## What to do
A - Reproduce the email about captions and subtitles from "Viewers may have" to "watching their content.".
B - Answer these questions using the email about captions and subtitles:
(i) What proportion of viewers does the email say need captions?
(ii) Under which caption standard do viewers get a choice of font size, color, and position of text?
(iii) In broadcasts of non-local material with two tracks, what does the captions track contain?
C - Write the next part of the email about captions and subtitles.

## Source passage
----------------------------------------
RE: A new proposal for how to deal with text track cues from John Birch on 2013-06-23 (public-tt@w3.org from June 2013)

From: John Birch <John.Birch@screensystems.tv>
Date: Sun, 23 Jun 2013 19:06:05 +0000
To: Silvia Pfeiffer <silviapfeiffer1@gmail.com>
CC: Glenn Adams <glenn@skynav.com>, public-tt <public-tt@w3.org>
Message-ID: <0981DC6F684DE44FBE8E2602C456E8ABDD3C1FE4@SS-IP-EXMB-01.screensystems.tv>
Hi Silvia,

Let's have one last go around the loop ;-)

But before I make specific comments I'd like to set up some background.

Captions != Subtitles.

Captions
<10% viewers need them.
Viewers may have associated vision problems (captions are largely used by an ageing population that have age related eyesight problems.
Broadcasters don't want to pay, especially for a small proportion of their audience.

Subtitles
>90% of viewers need them - program is useless without translation.
Viewers don't generally have eyesight problems - they don't want intrusive text - subtitles should be read but not seen.
Broadcasters will pay to ensure chosen target foreign audience stay watching their content.

BTW subtitling for the deaf community (i.e. translation) also happens. Most broadcasts of non-local material where translation is occurring will have two tracks to choose from, one subtitles, and one captions (translation plus sound effects).

In the broadcast world ONLY IN COUNTRIES USING THE CEA 608 / 708 CAPTION STANDARD do viewers have the choice of font size, colour and position of text.
That's basically USA / Canada and some South American countries.
----------------------------------------
Part of a data file:
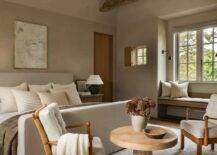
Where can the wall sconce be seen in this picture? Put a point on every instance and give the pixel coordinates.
(165, 52)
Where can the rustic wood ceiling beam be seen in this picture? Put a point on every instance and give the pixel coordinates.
(106, 5)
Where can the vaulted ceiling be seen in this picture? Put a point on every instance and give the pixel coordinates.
(89, 9)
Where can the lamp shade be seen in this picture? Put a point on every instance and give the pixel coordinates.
(94, 80)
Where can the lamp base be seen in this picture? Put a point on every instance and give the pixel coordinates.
(94, 89)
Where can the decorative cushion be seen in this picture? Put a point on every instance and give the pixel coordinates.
(179, 90)
(71, 92)
(196, 128)
(40, 88)
(212, 108)
(166, 89)
(26, 101)
(7, 100)
(58, 97)
(58, 86)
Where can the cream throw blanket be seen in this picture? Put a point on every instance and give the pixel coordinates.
(73, 144)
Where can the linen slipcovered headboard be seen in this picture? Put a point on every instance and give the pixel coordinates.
(13, 79)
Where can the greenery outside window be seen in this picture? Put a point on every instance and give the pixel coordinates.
(196, 52)
(139, 56)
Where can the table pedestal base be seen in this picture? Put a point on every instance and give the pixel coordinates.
(135, 152)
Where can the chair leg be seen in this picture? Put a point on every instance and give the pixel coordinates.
(199, 149)
(212, 147)
(182, 140)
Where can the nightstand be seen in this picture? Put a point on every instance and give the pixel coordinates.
(91, 98)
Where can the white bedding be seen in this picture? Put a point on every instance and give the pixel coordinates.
(5, 116)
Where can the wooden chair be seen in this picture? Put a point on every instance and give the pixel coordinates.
(43, 136)
(202, 132)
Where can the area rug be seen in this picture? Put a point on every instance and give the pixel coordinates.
(190, 148)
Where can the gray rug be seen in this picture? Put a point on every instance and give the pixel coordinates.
(190, 148)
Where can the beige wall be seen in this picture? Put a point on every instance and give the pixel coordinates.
(70, 40)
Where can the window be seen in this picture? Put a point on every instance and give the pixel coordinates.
(187, 51)
(197, 55)
(139, 56)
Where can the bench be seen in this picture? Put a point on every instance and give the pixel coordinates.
(197, 101)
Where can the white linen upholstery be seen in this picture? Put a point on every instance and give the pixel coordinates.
(53, 123)
(179, 90)
(73, 144)
(166, 89)
(40, 88)
(190, 99)
(58, 97)
(196, 128)
(26, 101)
(29, 142)
(7, 100)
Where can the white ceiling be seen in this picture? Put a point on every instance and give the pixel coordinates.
(89, 9)
(85, 9)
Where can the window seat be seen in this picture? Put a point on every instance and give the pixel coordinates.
(195, 101)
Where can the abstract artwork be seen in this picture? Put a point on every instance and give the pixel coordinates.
(30, 45)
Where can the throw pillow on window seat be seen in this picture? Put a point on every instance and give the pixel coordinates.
(179, 90)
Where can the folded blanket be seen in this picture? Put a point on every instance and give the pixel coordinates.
(9, 131)
(73, 144)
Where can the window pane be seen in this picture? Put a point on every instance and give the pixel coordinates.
(140, 52)
(183, 39)
(182, 54)
(208, 35)
(192, 35)
(192, 71)
(215, 70)
(207, 53)
(215, 35)
(207, 71)
(140, 60)
(183, 72)
(192, 54)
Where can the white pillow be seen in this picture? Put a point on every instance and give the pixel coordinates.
(26, 101)
(7, 100)
(47, 98)
(57, 86)
(40, 88)
(179, 90)
(166, 89)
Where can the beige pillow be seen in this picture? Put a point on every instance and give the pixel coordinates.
(26, 101)
(179, 90)
(166, 89)
(7, 100)
(71, 93)
(40, 88)
(47, 98)
(57, 86)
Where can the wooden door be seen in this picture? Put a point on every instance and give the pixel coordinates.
(103, 49)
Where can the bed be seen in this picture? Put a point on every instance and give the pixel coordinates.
(104, 116)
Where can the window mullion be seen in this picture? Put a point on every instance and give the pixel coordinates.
(199, 55)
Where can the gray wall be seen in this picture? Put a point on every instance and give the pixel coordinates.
(70, 40)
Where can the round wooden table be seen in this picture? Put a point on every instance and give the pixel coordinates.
(126, 137)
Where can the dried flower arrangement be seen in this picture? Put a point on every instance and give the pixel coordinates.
(140, 106)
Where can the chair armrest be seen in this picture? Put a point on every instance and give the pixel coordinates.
(206, 129)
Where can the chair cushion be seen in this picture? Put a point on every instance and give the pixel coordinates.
(196, 128)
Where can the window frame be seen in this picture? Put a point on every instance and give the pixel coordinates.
(199, 55)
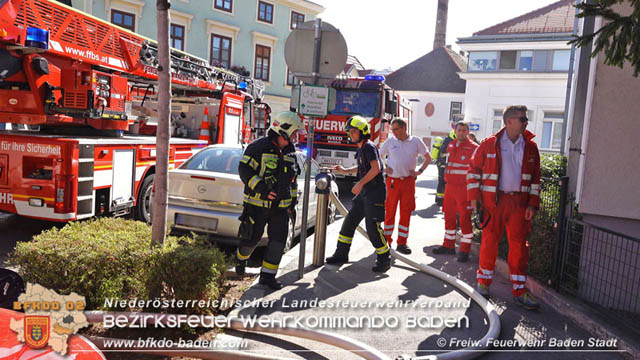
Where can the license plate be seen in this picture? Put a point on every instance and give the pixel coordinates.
(197, 222)
(332, 161)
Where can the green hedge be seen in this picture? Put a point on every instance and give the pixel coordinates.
(113, 258)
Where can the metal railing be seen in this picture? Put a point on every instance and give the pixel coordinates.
(602, 268)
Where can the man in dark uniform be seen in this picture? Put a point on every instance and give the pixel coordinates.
(268, 170)
(370, 197)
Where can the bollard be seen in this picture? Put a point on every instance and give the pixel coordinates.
(323, 188)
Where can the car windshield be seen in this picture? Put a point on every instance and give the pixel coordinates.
(223, 160)
(356, 102)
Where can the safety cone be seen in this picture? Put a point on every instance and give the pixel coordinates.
(204, 127)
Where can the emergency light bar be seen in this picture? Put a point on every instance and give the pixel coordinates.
(38, 38)
(374, 78)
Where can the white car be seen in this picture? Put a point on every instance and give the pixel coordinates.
(205, 195)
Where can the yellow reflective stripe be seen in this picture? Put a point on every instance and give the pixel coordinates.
(256, 201)
(240, 256)
(285, 203)
(255, 179)
(250, 161)
(269, 265)
(344, 239)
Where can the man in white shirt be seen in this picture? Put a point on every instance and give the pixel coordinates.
(402, 151)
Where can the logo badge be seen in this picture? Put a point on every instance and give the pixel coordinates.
(36, 331)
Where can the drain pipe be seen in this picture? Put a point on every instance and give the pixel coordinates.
(494, 320)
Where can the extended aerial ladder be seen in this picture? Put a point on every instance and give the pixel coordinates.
(63, 67)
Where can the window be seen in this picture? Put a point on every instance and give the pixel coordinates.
(224, 5)
(508, 60)
(296, 18)
(220, 50)
(357, 102)
(526, 61)
(552, 131)
(456, 109)
(176, 34)
(265, 12)
(291, 80)
(123, 19)
(561, 60)
(482, 60)
(263, 59)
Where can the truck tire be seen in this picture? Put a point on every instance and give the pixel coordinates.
(142, 210)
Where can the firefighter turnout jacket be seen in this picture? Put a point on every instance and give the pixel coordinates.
(264, 169)
(484, 170)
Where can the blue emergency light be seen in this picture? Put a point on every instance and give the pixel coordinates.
(374, 78)
(38, 38)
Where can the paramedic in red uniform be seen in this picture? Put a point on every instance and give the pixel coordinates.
(402, 151)
(504, 179)
(455, 203)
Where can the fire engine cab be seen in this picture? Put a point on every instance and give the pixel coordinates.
(78, 112)
(369, 97)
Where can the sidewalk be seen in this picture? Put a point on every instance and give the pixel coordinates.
(411, 327)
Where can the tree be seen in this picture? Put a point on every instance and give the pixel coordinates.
(159, 206)
(619, 37)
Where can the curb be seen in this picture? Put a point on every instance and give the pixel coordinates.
(572, 309)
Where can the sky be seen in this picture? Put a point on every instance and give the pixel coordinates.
(392, 33)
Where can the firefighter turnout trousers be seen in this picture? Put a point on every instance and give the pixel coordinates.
(455, 202)
(401, 190)
(371, 208)
(277, 221)
(441, 183)
(508, 213)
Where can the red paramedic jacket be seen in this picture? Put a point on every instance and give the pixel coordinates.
(484, 170)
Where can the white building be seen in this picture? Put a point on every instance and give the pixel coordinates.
(436, 90)
(522, 61)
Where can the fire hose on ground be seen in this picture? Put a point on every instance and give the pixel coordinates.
(340, 341)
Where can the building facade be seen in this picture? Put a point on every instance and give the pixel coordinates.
(236, 34)
(435, 90)
(523, 61)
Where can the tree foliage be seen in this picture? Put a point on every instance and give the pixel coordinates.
(619, 36)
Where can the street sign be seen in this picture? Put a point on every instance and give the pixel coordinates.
(299, 47)
(313, 100)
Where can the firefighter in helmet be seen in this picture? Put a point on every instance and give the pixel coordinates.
(370, 192)
(269, 171)
(439, 153)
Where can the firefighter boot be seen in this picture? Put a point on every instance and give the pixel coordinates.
(270, 281)
(383, 262)
(341, 255)
(240, 267)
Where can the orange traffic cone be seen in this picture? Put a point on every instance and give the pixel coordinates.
(204, 127)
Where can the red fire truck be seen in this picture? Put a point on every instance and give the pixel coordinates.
(81, 93)
(369, 97)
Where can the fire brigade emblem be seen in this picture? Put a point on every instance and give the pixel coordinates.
(36, 331)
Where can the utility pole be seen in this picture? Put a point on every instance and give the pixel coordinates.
(440, 37)
(159, 206)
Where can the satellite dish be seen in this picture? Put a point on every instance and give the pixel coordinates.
(298, 50)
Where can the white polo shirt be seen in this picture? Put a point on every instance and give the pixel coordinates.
(402, 156)
(511, 166)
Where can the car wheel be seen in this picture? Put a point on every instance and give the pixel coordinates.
(290, 237)
(142, 211)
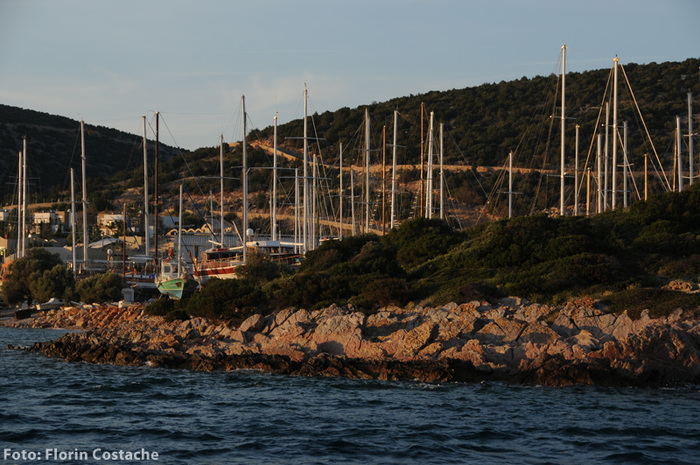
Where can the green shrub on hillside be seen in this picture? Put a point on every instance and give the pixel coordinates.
(105, 287)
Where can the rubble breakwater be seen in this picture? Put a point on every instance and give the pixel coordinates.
(513, 341)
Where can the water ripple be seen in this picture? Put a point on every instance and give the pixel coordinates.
(252, 417)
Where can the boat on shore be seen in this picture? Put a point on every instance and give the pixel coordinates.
(174, 279)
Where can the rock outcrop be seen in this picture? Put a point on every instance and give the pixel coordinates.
(514, 341)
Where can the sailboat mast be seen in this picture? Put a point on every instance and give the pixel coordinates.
(442, 176)
(146, 238)
(221, 189)
(24, 196)
(606, 183)
(563, 127)
(601, 188)
(422, 161)
(678, 148)
(305, 220)
(690, 138)
(245, 185)
(179, 231)
(393, 175)
(367, 170)
(383, 179)
(340, 194)
(72, 220)
(352, 201)
(273, 225)
(20, 239)
(429, 174)
(86, 236)
(625, 165)
(614, 141)
(576, 188)
(510, 184)
(155, 194)
(296, 210)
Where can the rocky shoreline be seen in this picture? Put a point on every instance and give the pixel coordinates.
(513, 341)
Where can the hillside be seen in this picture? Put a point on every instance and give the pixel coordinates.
----------------------------------------
## Expected responses
A -
Viewers may have associated vision problems (captions are largely used by an ageing population that have age related eyesight problems.
Broadcasters don't want to pay, especially for a small proportion of their audience.

Subtitles
>90% of viewers need them - program is useless without translation.
Viewers don't generally have eyesight problems - they don't want intrusive text - subtitles should be read but not seen.
Broadcasters will pay to ensure chosen target foreign audience stay watching their content.

B -
(i) Less than 10%.
(ii) The CEA 608 / 708 caption standard.
(iii) Translation plus sound effects.

C -
ONLY in the USA is there a government mandate that captions on the Internet look the same as captions on TV - and offer the same facilities to the viewer.

Comments inline >>

Best regards,
John

John Birch | Strategic Partnerships Manager | Screen
Main Line : +44 1473 831700 | Ext : 270 | Direct Dial : +44 1473 834532
Mobile : +44 7919 558380 | Fax : +44 1473 830078
John.Birch@screensystems.tv | www.screensystems.tv | https://twitter.com/screensystems

Visit us at
Broadcast Asia 2013, 18 - 21 June 2013, Booths 5E4-01 & 5E4-02, UK Pavillion, Marina Bay Sands, Singapore


P Before printing, think about the environment-----Original Message-----
From: Silvia Pfeiffer [mailto:silviapfeiffer1@gmail.com]
Sent: 23 June 2013 09:31
To: John Birch
Cc: Glenn Adams; public-tt
Subject: Re: A new proposal for how to deal with text track cues

Hi John,

I don't even know if I want to reply to this because there are some fundamental ways in which the Web and Web browsers work that don't seem to be something you subscribe to. As long as we disagree about these approaches and that Web features are necessary, there will be no agreement possible on how a caption format for the Web should work.
I'd rather agree to disagree at that stage. But let's see if we have reached that point yet.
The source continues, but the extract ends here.